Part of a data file

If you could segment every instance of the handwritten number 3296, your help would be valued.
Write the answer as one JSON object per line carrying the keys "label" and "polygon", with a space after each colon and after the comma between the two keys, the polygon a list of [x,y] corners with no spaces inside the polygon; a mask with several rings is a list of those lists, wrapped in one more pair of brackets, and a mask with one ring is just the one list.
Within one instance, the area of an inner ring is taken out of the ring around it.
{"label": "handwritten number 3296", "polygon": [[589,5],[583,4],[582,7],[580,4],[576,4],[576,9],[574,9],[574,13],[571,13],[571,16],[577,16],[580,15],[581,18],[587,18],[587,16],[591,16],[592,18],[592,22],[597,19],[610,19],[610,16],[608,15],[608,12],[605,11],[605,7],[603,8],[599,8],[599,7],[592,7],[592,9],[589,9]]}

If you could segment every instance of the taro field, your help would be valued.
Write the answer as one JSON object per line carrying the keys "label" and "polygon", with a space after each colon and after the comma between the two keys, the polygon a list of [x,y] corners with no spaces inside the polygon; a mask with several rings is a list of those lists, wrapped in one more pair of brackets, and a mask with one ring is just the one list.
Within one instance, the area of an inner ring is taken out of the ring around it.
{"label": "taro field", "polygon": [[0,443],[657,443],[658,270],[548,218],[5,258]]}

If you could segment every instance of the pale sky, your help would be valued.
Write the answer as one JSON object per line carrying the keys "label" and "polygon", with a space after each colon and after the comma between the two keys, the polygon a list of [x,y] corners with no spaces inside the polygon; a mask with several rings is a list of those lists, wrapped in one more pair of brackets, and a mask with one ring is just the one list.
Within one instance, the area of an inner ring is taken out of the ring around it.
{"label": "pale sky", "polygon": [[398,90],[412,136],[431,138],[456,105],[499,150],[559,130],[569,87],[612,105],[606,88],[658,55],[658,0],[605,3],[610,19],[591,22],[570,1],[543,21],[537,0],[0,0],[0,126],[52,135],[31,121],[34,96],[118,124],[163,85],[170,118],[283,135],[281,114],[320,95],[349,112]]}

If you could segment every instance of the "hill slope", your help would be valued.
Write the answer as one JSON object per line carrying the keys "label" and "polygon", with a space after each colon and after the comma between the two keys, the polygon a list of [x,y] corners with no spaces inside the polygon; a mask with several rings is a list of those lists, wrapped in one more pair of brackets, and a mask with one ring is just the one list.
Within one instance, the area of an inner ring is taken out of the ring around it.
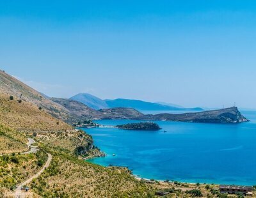
{"label": "hill slope", "polygon": [[33,103],[61,120],[66,121],[70,118],[69,112],[63,107],[45,98],[39,92],[3,71],[0,71],[0,93],[12,95],[17,100]]}
{"label": "hill slope", "polygon": [[0,123],[16,130],[65,130],[72,127],[53,118],[44,109],[18,98],[0,95]]}
{"label": "hill slope", "polygon": [[159,114],[156,115],[144,115],[134,118],[140,120],[170,120],[175,121],[195,123],[241,123],[248,121],[237,107],[208,110],[195,113],[180,114]]}
{"label": "hill slope", "polygon": [[79,93],[70,99],[80,102],[89,107],[96,110],[109,107],[103,100],[89,93]]}
{"label": "hill slope", "polygon": [[70,99],[52,98],[51,100],[63,105],[74,116],[76,116],[80,119],[131,119],[143,115],[140,112],[131,108],[111,108],[95,110],[81,102]]}
{"label": "hill slope", "polygon": [[201,108],[179,108],[157,103],[148,102],[138,100],[129,100],[124,98],[118,98],[115,100],[105,100],[105,102],[111,108],[128,107],[134,108],[135,109],[138,109],[138,110],[203,110]]}

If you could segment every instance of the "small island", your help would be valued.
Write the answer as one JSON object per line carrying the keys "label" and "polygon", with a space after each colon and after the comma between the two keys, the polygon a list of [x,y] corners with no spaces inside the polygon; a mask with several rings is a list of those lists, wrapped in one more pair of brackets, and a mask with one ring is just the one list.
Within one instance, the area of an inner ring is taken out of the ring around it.
{"label": "small island", "polygon": [[154,123],[129,123],[126,125],[117,125],[116,127],[125,130],[159,130],[161,129],[159,126]]}

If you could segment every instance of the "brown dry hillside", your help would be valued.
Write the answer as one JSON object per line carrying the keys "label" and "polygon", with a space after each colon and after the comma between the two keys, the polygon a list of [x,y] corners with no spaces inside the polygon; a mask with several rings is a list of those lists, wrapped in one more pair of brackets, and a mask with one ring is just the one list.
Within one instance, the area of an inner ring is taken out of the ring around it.
{"label": "brown dry hillside", "polygon": [[35,105],[17,97],[0,95],[0,123],[17,130],[55,130],[71,129],[72,127],[41,110]]}
{"label": "brown dry hillside", "polygon": [[42,107],[54,118],[63,121],[71,117],[68,110],[63,106],[45,98],[39,92],[1,70],[0,93],[12,95],[16,99],[31,103],[38,107]]}

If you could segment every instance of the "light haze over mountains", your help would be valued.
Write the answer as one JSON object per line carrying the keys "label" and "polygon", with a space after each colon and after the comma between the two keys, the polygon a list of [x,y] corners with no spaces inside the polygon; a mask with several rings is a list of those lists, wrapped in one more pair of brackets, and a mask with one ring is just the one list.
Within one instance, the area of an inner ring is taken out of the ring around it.
{"label": "light haze over mountains", "polygon": [[94,109],[107,109],[115,107],[133,108],[138,110],[202,110],[203,109],[184,108],[180,106],[158,103],[148,102],[139,100],[117,98],[115,100],[102,100],[89,93],[79,93],[71,98],[70,100],[81,102],[87,106]]}

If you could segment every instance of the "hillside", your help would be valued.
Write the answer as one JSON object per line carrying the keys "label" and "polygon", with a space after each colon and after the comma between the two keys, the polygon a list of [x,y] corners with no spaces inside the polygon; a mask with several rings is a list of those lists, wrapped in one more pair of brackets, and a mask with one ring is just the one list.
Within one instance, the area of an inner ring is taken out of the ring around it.
{"label": "hillside", "polygon": [[201,108],[179,108],[176,107],[148,102],[138,100],[118,98],[115,100],[105,100],[110,108],[127,107],[134,108],[138,110],[202,110]]}
{"label": "hillside", "polygon": [[45,98],[20,80],[0,70],[0,94],[13,96],[16,100],[22,100],[41,107],[53,117],[67,121],[70,119],[68,111],[63,107]]}
{"label": "hillside", "polygon": [[67,130],[72,127],[53,118],[47,110],[19,98],[0,94],[0,123],[16,130]]}
{"label": "hillside", "polygon": [[208,110],[195,113],[180,114],[159,114],[156,115],[144,115],[134,119],[139,120],[169,120],[175,121],[195,122],[195,123],[237,123],[248,121],[237,107],[223,109],[220,110]]}
{"label": "hillside", "polygon": [[0,125],[0,155],[25,151],[28,149],[25,135]]}
{"label": "hillside", "polygon": [[70,99],[80,102],[89,107],[96,110],[109,108],[103,100],[89,93],[79,93],[71,97]]}

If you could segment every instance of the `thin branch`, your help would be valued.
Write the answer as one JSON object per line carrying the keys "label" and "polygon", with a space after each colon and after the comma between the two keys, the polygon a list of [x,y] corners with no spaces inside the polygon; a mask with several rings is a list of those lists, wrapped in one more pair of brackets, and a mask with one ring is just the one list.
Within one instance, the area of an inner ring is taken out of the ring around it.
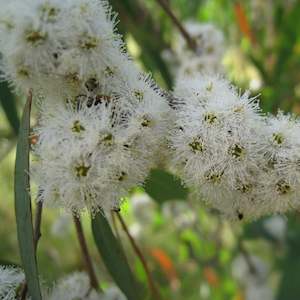
{"label": "thin branch", "polygon": [[250,254],[248,253],[247,249],[244,246],[242,241],[238,242],[238,248],[241,254],[244,256],[246,264],[248,265],[248,269],[252,275],[257,275],[257,269],[255,264],[253,263]]}
{"label": "thin branch", "polygon": [[42,236],[41,224],[42,224],[43,202],[38,201],[36,204],[36,213],[34,220],[34,249],[37,251],[38,242]]}
{"label": "thin branch", "polygon": [[86,239],[85,239],[85,236],[84,236],[84,232],[83,232],[80,217],[79,216],[73,216],[73,220],[74,220],[74,224],[75,224],[76,233],[77,233],[78,241],[79,241],[79,244],[80,244],[82,256],[83,256],[84,263],[85,263],[85,266],[86,266],[86,270],[87,270],[88,275],[90,277],[91,286],[95,290],[99,291],[99,290],[101,290],[100,285],[99,285],[98,279],[96,277],[96,274],[95,274],[95,271],[94,271],[94,268],[93,268],[92,259],[91,259],[91,256],[89,254],[89,250],[88,250],[88,247],[87,247],[87,243],[86,243]]}
{"label": "thin branch", "polygon": [[178,28],[178,30],[182,34],[183,38],[186,40],[186,42],[187,42],[188,46],[191,48],[191,50],[197,51],[196,41],[190,36],[190,34],[182,26],[181,22],[178,20],[178,18],[175,16],[173,11],[171,10],[169,4],[165,0],[156,0],[156,1],[164,9],[166,14],[171,18],[174,25]]}
{"label": "thin branch", "polygon": [[136,253],[136,255],[139,257],[143,267],[144,267],[144,270],[146,272],[146,276],[147,276],[147,280],[148,280],[148,284],[149,284],[149,288],[151,290],[151,293],[153,295],[153,298],[155,300],[159,300],[161,299],[161,296],[160,296],[160,293],[158,291],[158,289],[156,288],[155,286],[155,283],[154,283],[154,280],[152,278],[152,275],[151,275],[151,272],[148,268],[148,265],[147,265],[147,262],[146,262],[146,259],[144,258],[143,254],[142,254],[142,251],[139,249],[138,245],[136,244],[134,238],[132,237],[132,235],[130,234],[128,228],[127,228],[127,225],[125,223],[125,221],[123,220],[121,214],[119,213],[119,211],[115,211],[121,225],[122,225],[122,228],[123,230],[125,231],[126,235],[128,236],[128,239],[132,245],[132,248],[134,250],[134,252]]}

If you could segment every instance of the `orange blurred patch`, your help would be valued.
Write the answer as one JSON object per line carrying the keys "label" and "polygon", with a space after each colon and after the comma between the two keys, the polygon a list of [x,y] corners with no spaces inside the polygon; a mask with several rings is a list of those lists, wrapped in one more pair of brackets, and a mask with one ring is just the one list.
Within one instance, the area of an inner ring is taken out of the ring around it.
{"label": "orange blurred patch", "polygon": [[219,276],[212,267],[205,267],[203,270],[203,275],[209,285],[213,287],[219,285],[220,283]]}
{"label": "orange blurred patch", "polygon": [[244,8],[240,3],[234,5],[236,21],[239,25],[241,32],[251,41],[252,44],[256,43],[255,36],[251,30],[250,24],[247,20],[247,16]]}
{"label": "orange blurred patch", "polygon": [[29,143],[31,145],[35,145],[38,142],[38,136],[36,134],[32,134],[29,136]]}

Exercise aim
Return every line of the listing above that contains the string "taro", treating uppercase and lowercase letters as different.

Problem solution
If you could segment every instance of the taro field, your help would be valued.
{"label": "taro field", "polygon": [[0,443],[657,443],[658,270],[548,218],[5,258]]}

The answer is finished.